Exercise description |
Could you output each line below exactly as it appears, excluding any pictures?

Given information |
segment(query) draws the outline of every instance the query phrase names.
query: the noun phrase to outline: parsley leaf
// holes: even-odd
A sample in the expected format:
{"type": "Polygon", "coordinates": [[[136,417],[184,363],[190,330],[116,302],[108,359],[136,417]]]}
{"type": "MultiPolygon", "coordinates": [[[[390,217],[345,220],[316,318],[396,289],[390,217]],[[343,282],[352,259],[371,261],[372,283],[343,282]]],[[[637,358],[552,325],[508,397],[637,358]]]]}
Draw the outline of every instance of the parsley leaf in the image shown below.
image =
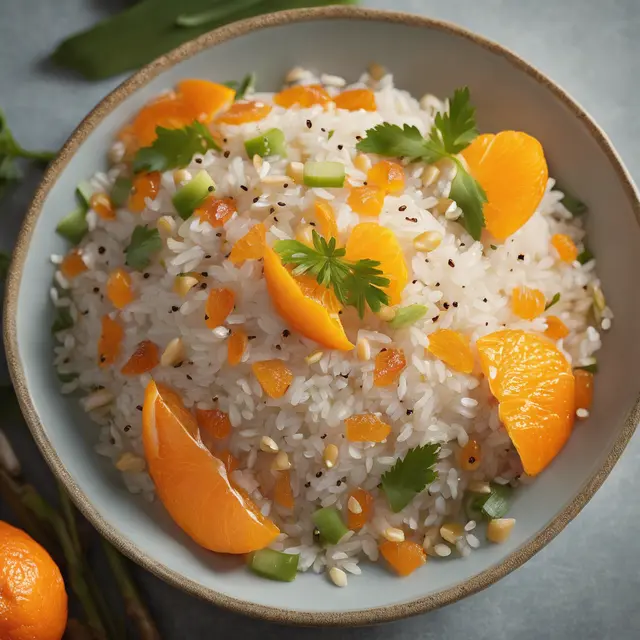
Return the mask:
{"type": "Polygon", "coordinates": [[[462,223],[474,240],[480,240],[484,228],[482,207],[487,194],[480,183],[469,175],[462,166],[458,166],[456,177],[451,182],[449,197],[462,209],[462,223]]]}
{"type": "Polygon", "coordinates": [[[460,153],[478,135],[475,108],[471,106],[469,87],[456,89],[449,100],[448,113],[438,113],[430,140],[442,145],[446,153],[460,153]]]}
{"type": "Polygon", "coordinates": [[[578,254],[578,257],[576,258],[576,260],[580,264],[587,264],[587,262],[589,262],[590,260],[593,260],[594,257],[595,256],[593,255],[593,253],[589,251],[589,248],[585,247],[584,250],[578,254]]]}
{"type": "Polygon", "coordinates": [[[211,132],[201,122],[194,121],[182,129],[156,129],[158,137],[150,147],[143,147],[133,159],[133,170],[166,171],[186,167],[196,153],[209,149],[220,151],[211,132]]]}
{"type": "Polygon", "coordinates": [[[363,153],[425,162],[436,162],[446,153],[439,142],[425,140],[417,127],[405,124],[401,128],[388,122],[367,129],[367,137],[360,140],[356,148],[363,153]]]}
{"type": "Polygon", "coordinates": [[[274,249],[283,264],[294,265],[292,274],[312,275],[319,284],[331,287],[341,304],[355,307],[360,318],[368,306],[379,311],[389,304],[389,296],[382,287],[389,286],[389,279],[378,269],[376,260],[345,260],[345,249],[338,247],[335,238],[328,241],[313,231],[313,247],[297,240],[280,240],[274,249]]]}
{"type": "Polygon", "coordinates": [[[569,193],[562,185],[556,182],[556,189],[558,191],[562,191],[564,196],[560,202],[564,205],[565,209],[574,216],[581,216],[583,213],[587,211],[587,205],[582,202],[582,200],[578,200],[573,194],[569,193]]]}
{"type": "Polygon", "coordinates": [[[248,73],[240,83],[238,90],[236,91],[236,102],[242,100],[247,93],[253,93],[256,86],[256,74],[254,71],[248,73]]]}
{"type": "Polygon", "coordinates": [[[154,253],[162,249],[162,240],[157,229],[138,225],[131,234],[129,246],[124,250],[126,264],[134,269],[144,269],[154,253]]]}
{"type": "Polygon", "coordinates": [[[598,373],[598,363],[594,361],[592,364],[583,364],[580,367],[574,367],[574,369],[582,369],[582,371],[588,371],[589,373],[598,373]]]}
{"type": "Polygon", "coordinates": [[[382,475],[382,490],[394,513],[402,511],[438,477],[432,467],[438,461],[439,452],[439,444],[409,449],[402,460],[382,475]]]}
{"type": "Polygon", "coordinates": [[[547,311],[548,309],[551,309],[551,307],[553,307],[553,305],[557,304],[558,302],[560,302],[560,294],[554,293],[553,298],[551,298],[551,300],[549,300],[549,302],[544,305],[544,310],[547,311]]]}
{"type": "Polygon", "coordinates": [[[10,264],[11,256],[6,251],[0,251],[0,282],[5,281],[10,264]]]}

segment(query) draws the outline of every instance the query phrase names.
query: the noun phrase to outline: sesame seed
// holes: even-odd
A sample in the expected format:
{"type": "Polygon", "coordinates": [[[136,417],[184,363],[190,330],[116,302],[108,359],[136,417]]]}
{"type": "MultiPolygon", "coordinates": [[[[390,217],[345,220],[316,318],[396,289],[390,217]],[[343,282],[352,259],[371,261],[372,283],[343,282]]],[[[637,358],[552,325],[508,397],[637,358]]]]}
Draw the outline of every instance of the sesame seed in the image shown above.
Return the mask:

Written solution |
segment(query) draws the outline of every instance the query phrase names.
query: the noun phrase to outline: parsley leaf
// holes: even-odd
A sample in the expected format:
{"type": "Polygon", "coordinates": [[[136,417],[184,363],[190,330],[116,302],[108,359],[136,417]]]}
{"type": "MultiPolygon", "coordinates": [[[[390,217],[345,220],[316,318],[396,289],[390,217]],[[343,282],[352,259],[371,261],[372,283],[343,282]]],[[[637,358],[552,325],[508,397],[637,358]]]]}
Draw the outline of every instance of the parsley leaf in the image shown below.
image =
Return the mask:
{"type": "Polygon", "coordinates": [[[462,223],[474,240],[480,240],[484,228],[482,207],[487,194],[480,183],[469,175],[462,166],[458,166],[456,177],[451,182],[449,197],[462,209],[462,223]]]}
{"type": "Polygon", "coordinates": [[[460,153],[478,135],[475,108],[471,106],[469,87],[456,89],[449,100],[448,113],[438,113],[430,140],[442,145],[446,153],[460,153]]]}
{"type": "Polygon", "coordinates": [[[578,254],[578,257],[576,258],[576,260],[580,264],[587,264],[587,262],[589,262],[590,260],[593,260],[594,257],[595,256],[593,255],[593,253],[589,251],[589,248],[585,247],[584,250],[578,254]]]}
{"type": "Polygon", "coordinates": [[[211,132],[201,122],[194,121],[182,129],[156,129],[158,137],[150,147],[143,147],[133,159],[133,170],[166,171],[186,167],[196,153],[209,149],[220,151],[211,132]]]}
{"type": "Polygon", "coordinates": [[[363,153],[425,162],[436,162],[446,153],[439,142],[425,140],[417,127],[405,124],[401,128],[388,122],[367,129],[367,137],[360,140],[356,148],[363,153]]]}
{"type": "Polygon", "coordinates": [[[274,249],[283,264],[294,265],[292,274],[312,275],[319,284],[331,287],[341,304],[355,307],[360,318],[368,306],[379,311],[389,304],[389,296],[382,287],[389,286],[389,279],[378,269],[376,260],[345,260],[345,249],[338,247],[335,238],[328,241],[313,231],[313,247],[297,240],[280,240],[274,249]]]}
{"type": "Polygon", "coordinates": [[[569,193],[562,185],[556,182],[556,189],[558,191],[562,191],[564,196],[560,202],[564,205],[565,209],[574,216],[581,216],[583,213],[587,211],[587,205],[582,202],[582,200],[578,200],[573,194],[569,193]]]}
{"type": "Polygon", "coordinates": [[[248,73],[240,83],[238,90],[236,91],[236,102],[242,100],[247,93],[253,93],[256,86],[256,74],[254,71],[248,73]]]}
{"type": "Polygon", "coordinates": [[[154,253],[162,249],[162,240],[157,229],[138,225],[131,234],[129,246],[124,250],[126,264],[134,269],[144,269],[154,253]]]}
{"type": "Polygon", "coordinates": [[[598,373],[598,363],[594,361],[592,364],[583,364],[580,367],[574,367],[574,369],[582,369],[582,371],[588,371],[589,373],[598,373]]]}
{"type": "Polygon", "coordinates": [[[382,475],[382,490],[394,513],[402,511],[438,477],[432,467],[438,461],[439,452],[439,444],[409,449],[402,460],[382,475]]]}
{"type": "Polygon", "coordinates": [[[547,311],[548,309],[551,309],[551,307],[553,307],[553,305],[557,304],[558,302],[560,302],[560,294],[554,293],[553,298],[551,298],[551,300],[549,300],[549,302],[544,305],[544,310],[547,311]]]}
{"type": "Polygon", "coordinates": [[[10,264],[11,256],[6,251],[0,251],[0,282],[5,281],[10,264]]]}

segment(query) draws the outline of every instance the query phrase names.
query: the noun phrase to outline: sesame seed
// holes: even-odd
A sample in the expected format:
{"type": "Polygon", "coordinates": [[[136,417],[184,363],[190,330],[116,302],[108,359],[136,417]]]}
{"type": "MultiPolygon", "coordinates": [[[[390,217],[345,220],[316,318],[396,289],[390,217]],[[343,282],[352,259],[371,261],[372,283],[343,282]]],[[[637,358],[552,325],[508,397],[637,358]]]]}
Draw the outline of every instance of the sesame seed in the image shown above.
Return the mask:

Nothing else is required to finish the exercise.